● **DOCUMENT**

════════════════════

The big chair gets in the way sometimes, but it is good to have it so I can rest my back without having to go inside.


----------



## Kwikfab (Jun 8, 2015)

I am using LED light strips now as supplimentary lighting, they run off the same supply as the car stereo , good when you just have to pop in quickly to grab something (better than turning on 8 fluro lights


----------



## Franko (Jun 8, 2015)

I put a couple incandescent ceiling fixtures on a separate switch for just that reason.


----------



## extropic (Jun 8, 2015)

I just bumped into this thread. Kudos to Franko on putting together a well thought out and organized work space. I especially like the custom built organizer on top of the two file cabinets. Having a well organized assortment of raw stock on hand is a pleasure.


----------



## Franko (Jun 8, 2015)

Thanks extropic.
Having my stock so I can see what I have helps me not buy stock I already have, which was happening a lot.


----------



## bpratl (Jun 9, 2015)

Franko, I just took a tour of your shop, I'm very impressed. You did a great job on the layout by utilizing every square inch of available space. The new lathe will be very happy in it's new environment. I love your 2x48 belt sander. Bob


----------



## Franko (Jun 9, 2015)

Thanks for looking, Bob. The shop is, like all shops, still a work in progress. Thus, the wheels.


----------



## Franko (Jun 16, 2015)

════════════════════

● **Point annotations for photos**
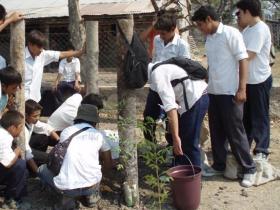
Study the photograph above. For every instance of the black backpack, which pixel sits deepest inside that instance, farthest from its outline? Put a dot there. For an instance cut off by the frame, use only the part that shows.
(135, 63)
(194, 70)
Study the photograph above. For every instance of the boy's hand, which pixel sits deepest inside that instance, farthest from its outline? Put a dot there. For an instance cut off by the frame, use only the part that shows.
(18, 152)
(15, 16)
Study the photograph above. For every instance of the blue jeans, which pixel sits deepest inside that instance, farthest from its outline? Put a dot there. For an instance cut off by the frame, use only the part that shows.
(256, 115)
(189, 130)
(47, 176)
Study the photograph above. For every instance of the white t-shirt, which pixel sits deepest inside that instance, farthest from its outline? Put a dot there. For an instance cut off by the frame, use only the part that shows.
(34, 72)
(40, 128)
(6, 152)
(64, 115)
(81, 166)
(69, 69)
(224, 50)
(257, 39)
(177, 47)
(160, 81)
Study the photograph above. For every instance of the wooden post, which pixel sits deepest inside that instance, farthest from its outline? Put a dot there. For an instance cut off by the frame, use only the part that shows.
(92, 56)
(77, 32)
(17, 45)
(127, 122)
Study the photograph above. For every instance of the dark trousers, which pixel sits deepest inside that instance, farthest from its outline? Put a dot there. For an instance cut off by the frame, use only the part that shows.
(15, 179)
(189, 131)
(39, 144)
(226, 125)
(256, 115)
(151, 113)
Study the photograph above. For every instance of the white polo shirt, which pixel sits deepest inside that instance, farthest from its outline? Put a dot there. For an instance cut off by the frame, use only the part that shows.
(81, 167)
(34, 72)
(173, 97)
(224, 50)
(6, 152)
(257, 39)
(177, 47)
(40, 128)
(69, 69)
(64, 115)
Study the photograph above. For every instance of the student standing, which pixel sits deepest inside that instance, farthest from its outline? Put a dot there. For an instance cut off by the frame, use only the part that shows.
(228, 69)
(35, 60)
(167, 44)
(257, 38)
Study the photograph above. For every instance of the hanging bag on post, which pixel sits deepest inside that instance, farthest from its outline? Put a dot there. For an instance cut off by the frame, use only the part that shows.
(57, 154)
(135, 63)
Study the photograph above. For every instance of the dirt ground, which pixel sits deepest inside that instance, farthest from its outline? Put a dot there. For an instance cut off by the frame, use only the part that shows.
(217, 193)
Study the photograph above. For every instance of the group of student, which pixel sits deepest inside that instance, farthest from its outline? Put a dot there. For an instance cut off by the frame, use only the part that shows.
(80, 174)
(236, 97)
(236, 94)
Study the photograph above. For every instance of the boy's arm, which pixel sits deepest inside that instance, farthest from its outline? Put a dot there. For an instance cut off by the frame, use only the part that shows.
(32, 165)
(59, 75)
(15, 16)
(17, 152)
(174, 128)
(240, 95)
(106, 159)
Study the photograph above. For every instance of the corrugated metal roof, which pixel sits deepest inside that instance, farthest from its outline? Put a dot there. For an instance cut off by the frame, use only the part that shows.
(136, 7)
(59, 8)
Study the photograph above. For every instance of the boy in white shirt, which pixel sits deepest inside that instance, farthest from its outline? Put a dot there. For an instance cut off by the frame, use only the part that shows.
(35, 60)
(257, 38)
(36, 148)
(68, 72)
(80, 172)
(13, 171)
(227, 61)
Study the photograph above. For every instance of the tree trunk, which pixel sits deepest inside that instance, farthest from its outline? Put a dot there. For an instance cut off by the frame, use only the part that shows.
(92, 56)
(17, 45)
(127, 122)
(77, 32)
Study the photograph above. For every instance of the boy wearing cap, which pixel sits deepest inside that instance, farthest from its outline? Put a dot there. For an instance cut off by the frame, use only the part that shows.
(80, 173)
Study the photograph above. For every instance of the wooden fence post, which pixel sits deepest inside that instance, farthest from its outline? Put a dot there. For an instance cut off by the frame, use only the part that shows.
(92, 56)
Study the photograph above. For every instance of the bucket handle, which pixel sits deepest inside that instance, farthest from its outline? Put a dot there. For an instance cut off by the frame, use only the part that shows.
(189, 162)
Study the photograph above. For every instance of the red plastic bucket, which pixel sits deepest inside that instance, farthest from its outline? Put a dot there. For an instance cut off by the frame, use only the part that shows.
(186, 186)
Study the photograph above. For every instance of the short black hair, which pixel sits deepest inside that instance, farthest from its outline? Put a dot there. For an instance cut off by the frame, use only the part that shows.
(37, 38)
(166, 22)
(78, 121)
(70, 46)
(10, 76)
(253, 6)
(93, 99)
(10, 118)
(32, 106)
(3, 12)
(203, 12)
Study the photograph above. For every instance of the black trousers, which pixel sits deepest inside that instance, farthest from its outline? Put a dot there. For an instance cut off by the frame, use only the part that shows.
(15, 179)
(226, 125)
(256, 115)
(39, 144)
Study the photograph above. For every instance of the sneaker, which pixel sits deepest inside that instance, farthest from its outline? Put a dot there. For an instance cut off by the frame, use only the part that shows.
(260, 157)
(207, 172)
(248, 180)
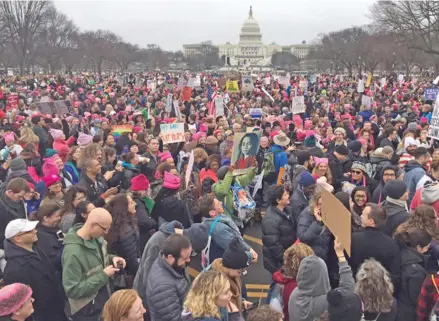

════════════════════

● **EXERCISE INSTRUCTIONS**
**A)** In the workshop thread, what do the LED light strips that Kwikfab uses run off?
**B)** Rewrite the passage of the workshop thread starting at "I put a couple" and ending at "is a pleasure.", substituting "fluorescent" for "incandescent".
**C)** Carry on the workshop thread from the point at which it stops.

● **PER-TASK ANSWERS**
**A)** They run off the same supply as the car stereo.

**B)**
I put a couple fluorescent ceiling fixtures on a separate switch for just that reason.


----------



## extropic (Jun 8, 2015)

I just bumped into this thread. Kudos to Franko on putting together a well thought out and organized work space. I especially like the custom built organizer on top of the two file cabinets. Having a well organized assortment of raw stock on hand is a pleasure.

**C)**
bpratl said:


> Franko, I just took a tour of your shop, I'm very impressed. You did a great job on the layout by utilizing every square inch of available space. The new lathe will be very happy in it's new environment. I love your 2x48 belt sander. Bob



I spent months arranging tools on a floorplan on my computer. The space seemed big on the plans and even after I finished it out. But, once I started putting in the tool boxes and machinery, it got cozy quickly. The floor plans I devised on the computer seemed just right, but once it was all in there, I did two major change-ups.

I thought all the machines would be against the outside wall, but once it was all in there I wished I'd strung wire on the other side. The machines really need to be in front of the rack on the garage wall. I also didn't have the big horizontal band saw and shop press when I was doing the planning.


----------



## Chip Hacket (Jul 18, 2015)

Franko said:


> It is where I'm happiest, Pineyfolks. I had an extra high back leather rocking desk chair so I put it in there. I have a sore back, so I need to sit down every 30 minutes or so to rest it. It is also a great place to listen to music and smoke my evening cigar in the winter. I put in a seriously good stereo system. It is a Kenwood car radio driving two M-Audio bi-amped studio monitors and a sub-woofer. It is a good radio, plays CDs and has has a USB input for iPhone or memory sticks and an aux input for the tv sound.
> 
> View attachment 97030


Franko you have a great looking shop that feels like home.  I second the comment about having found the right forum.  I think a mans shop is his refuge.

--Chip


----------



## Franko (Jul 18, 2015)

Thanks, Chip. That's nice for your say.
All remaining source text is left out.